**PROBLEM TO SOLVE:**
Report each line below that contains the word "reflection", copying every such line in full.

**ITEMS:**
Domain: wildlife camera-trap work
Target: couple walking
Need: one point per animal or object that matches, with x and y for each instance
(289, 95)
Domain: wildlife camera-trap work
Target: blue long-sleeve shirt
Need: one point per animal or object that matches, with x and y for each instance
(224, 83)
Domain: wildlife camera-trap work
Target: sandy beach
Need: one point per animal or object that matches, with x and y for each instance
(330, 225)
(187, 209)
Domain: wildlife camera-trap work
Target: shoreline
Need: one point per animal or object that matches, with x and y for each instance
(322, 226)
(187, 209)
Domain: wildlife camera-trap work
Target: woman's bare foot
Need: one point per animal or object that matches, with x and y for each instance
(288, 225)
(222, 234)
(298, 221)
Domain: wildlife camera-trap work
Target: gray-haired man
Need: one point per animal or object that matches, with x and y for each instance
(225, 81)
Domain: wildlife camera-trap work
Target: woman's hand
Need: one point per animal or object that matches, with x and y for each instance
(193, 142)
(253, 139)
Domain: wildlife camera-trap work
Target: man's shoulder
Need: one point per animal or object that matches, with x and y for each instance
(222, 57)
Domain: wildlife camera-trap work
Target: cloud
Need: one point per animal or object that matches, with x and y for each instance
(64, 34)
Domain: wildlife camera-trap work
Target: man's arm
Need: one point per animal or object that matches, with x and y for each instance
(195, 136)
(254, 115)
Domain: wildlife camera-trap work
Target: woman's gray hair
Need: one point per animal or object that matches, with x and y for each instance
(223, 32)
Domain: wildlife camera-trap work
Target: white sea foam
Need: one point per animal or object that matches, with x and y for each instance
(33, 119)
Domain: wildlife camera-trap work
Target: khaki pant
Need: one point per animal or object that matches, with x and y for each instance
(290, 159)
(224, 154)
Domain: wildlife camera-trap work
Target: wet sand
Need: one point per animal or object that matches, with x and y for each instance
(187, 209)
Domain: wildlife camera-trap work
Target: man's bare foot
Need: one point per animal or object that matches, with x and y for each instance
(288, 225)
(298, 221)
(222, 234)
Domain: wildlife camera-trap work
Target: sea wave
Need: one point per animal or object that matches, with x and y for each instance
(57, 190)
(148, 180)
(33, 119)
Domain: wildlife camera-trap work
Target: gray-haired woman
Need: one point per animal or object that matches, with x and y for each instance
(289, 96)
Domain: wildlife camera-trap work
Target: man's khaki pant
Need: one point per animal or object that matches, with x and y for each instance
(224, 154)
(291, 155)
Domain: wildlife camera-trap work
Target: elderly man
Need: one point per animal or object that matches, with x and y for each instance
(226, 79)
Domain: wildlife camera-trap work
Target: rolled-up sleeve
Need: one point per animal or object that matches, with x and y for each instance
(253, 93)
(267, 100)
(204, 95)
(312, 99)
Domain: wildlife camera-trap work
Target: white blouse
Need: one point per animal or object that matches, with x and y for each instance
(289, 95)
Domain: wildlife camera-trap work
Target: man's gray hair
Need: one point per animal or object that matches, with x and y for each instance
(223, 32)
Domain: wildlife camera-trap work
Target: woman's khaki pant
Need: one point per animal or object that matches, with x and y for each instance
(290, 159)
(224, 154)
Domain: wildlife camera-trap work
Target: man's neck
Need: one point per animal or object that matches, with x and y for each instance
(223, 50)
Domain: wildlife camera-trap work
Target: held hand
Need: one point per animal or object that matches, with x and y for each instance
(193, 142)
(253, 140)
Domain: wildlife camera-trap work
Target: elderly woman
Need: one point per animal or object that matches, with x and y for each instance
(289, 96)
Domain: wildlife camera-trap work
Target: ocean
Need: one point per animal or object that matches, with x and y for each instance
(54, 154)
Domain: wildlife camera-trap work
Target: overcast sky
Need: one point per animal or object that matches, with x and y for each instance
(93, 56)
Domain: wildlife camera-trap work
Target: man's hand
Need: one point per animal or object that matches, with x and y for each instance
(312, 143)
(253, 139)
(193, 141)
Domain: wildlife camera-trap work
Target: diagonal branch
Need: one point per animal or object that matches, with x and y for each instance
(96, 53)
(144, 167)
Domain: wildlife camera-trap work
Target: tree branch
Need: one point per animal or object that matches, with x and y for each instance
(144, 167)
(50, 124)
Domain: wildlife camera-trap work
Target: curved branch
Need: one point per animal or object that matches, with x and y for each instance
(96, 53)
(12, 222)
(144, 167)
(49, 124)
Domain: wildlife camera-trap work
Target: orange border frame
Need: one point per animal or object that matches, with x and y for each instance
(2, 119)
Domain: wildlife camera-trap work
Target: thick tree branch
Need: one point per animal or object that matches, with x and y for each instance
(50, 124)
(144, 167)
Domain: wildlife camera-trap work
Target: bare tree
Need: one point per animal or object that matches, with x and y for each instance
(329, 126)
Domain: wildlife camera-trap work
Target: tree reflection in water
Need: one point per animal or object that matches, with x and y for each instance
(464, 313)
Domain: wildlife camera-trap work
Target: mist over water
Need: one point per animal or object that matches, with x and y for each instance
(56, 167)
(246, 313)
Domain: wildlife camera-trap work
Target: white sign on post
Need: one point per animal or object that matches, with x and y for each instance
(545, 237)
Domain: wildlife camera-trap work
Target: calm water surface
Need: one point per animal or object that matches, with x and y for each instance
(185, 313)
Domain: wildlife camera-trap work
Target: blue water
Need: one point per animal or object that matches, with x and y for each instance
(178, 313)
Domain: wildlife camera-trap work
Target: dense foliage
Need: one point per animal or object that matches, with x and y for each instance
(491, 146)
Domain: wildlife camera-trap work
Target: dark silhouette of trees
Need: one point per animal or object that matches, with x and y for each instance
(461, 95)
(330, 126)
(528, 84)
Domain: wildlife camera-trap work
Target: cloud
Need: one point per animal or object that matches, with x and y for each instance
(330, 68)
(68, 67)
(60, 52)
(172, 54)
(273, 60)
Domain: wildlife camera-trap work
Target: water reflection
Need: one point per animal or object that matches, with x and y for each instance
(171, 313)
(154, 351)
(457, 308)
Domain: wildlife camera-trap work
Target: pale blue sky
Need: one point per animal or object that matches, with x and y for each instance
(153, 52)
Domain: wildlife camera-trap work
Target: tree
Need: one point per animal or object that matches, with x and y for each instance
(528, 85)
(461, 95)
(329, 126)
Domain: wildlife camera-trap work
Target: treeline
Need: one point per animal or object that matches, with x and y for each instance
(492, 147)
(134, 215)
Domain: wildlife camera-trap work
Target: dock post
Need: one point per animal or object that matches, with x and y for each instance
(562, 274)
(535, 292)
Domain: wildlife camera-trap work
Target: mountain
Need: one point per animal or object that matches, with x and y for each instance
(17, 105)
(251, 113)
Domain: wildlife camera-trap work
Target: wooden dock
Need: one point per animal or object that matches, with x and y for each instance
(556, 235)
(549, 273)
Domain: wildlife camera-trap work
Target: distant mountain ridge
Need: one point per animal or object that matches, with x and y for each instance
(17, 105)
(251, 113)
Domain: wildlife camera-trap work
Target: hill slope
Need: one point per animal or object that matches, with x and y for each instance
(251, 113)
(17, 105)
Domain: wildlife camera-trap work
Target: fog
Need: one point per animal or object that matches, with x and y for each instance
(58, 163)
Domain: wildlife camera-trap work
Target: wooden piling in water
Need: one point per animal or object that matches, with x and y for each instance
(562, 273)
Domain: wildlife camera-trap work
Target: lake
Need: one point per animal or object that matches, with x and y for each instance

**RESULT OF THIS TASK:**
Target: tree reflection in water
Target: water reflection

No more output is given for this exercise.